*TEXT BLOCK*:
>>>>>

We never did any major traveling when our son was an infant, but we did do a weekend ski trip (a group thing) when he was 5 or 6 weeks old. The weekend itself was fine, but of course I was not feeling up to any actual skiing; we did fine on the drive up but the drive home was miserable -- lots of traffic and an uncomfortable baby meant it took FOREVER, with many long stops to nurse in random parking lots. I don't think I'd've wanted to brave an airport at that point, if I had a choice, nor would I want to deal with jet lag on top of normal newborn night waking! And my son was a fairly good sleeper and not at all colicky -- something we could not have known until after he was born, of course, so I wouldn't have wanted to plan a trip ahead of time. anon
I'm thinking of taking our new daughter to England to visit my mum and dad. Unfortunately her dad can't come so I'll be on my own. Now, I've flown back and forth alone loads of times so I'm not worried about me. However, I've never done it with a 4 month old. I cringe as I think of all the times in my impatient 20s when I was unsympathetic to crying babies on those long flights and feel the karma gods preparing for payback! Does anyone have advice for air travel with such young ones? I'm mainly concerned about how she'll be for that length of a flight (10-14 hours depending on tail winds) as well as how it will affect her sleeping patterns. Thanks so much, any advice will be really welcome. Angela
Enjoy it now. It gets really ugly when they hit toddlerhood. Avoiding Blighty until my boy is 4!
As for jetlag, in California she would sleep from about 8pm until 6 or 7 am. In England, she would go to sleep with me at around midnight or so and then sleep in very late the next morning. It worked out fine. It turns out jetlag is a much bigger problem for grown-ups than for kids and babies, who (usually) adjust fairly rapidly to a new time zone.

<<<<<

Stored entries
>>>>>

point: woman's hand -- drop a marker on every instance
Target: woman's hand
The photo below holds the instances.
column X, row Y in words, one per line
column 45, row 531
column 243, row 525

<<<<<

*PARTS OF THE EXERCISE*:
a – Quote the passage of the posts about flying with a baby from "As for jetlag, in" up to and including "new time zone.".
b – Rewrite the stored entries with every "woman's hand" changed to "woman's arm", keeping everything else the same.
The text and the records come from separate sources.

*THE RESULTS*:
a –
As for jetlag, in California she would sleep from about 8pm until 6 or 7 am. In England, she would go to sleep with me at around midnight or so and then sleep in very late the next morning. It worked out fine. It turns out jetlag is a much bigger problem for grown-ups than for kids and babies, who (usually) adjust fairly rapidly to a new time zone.

b –
point: woman's arm -- drop a marker on every instance
Target: woman's arm
The photo below holds the instances.
column X, row Y in words, one per line
column 45, row 531
column 243, row 525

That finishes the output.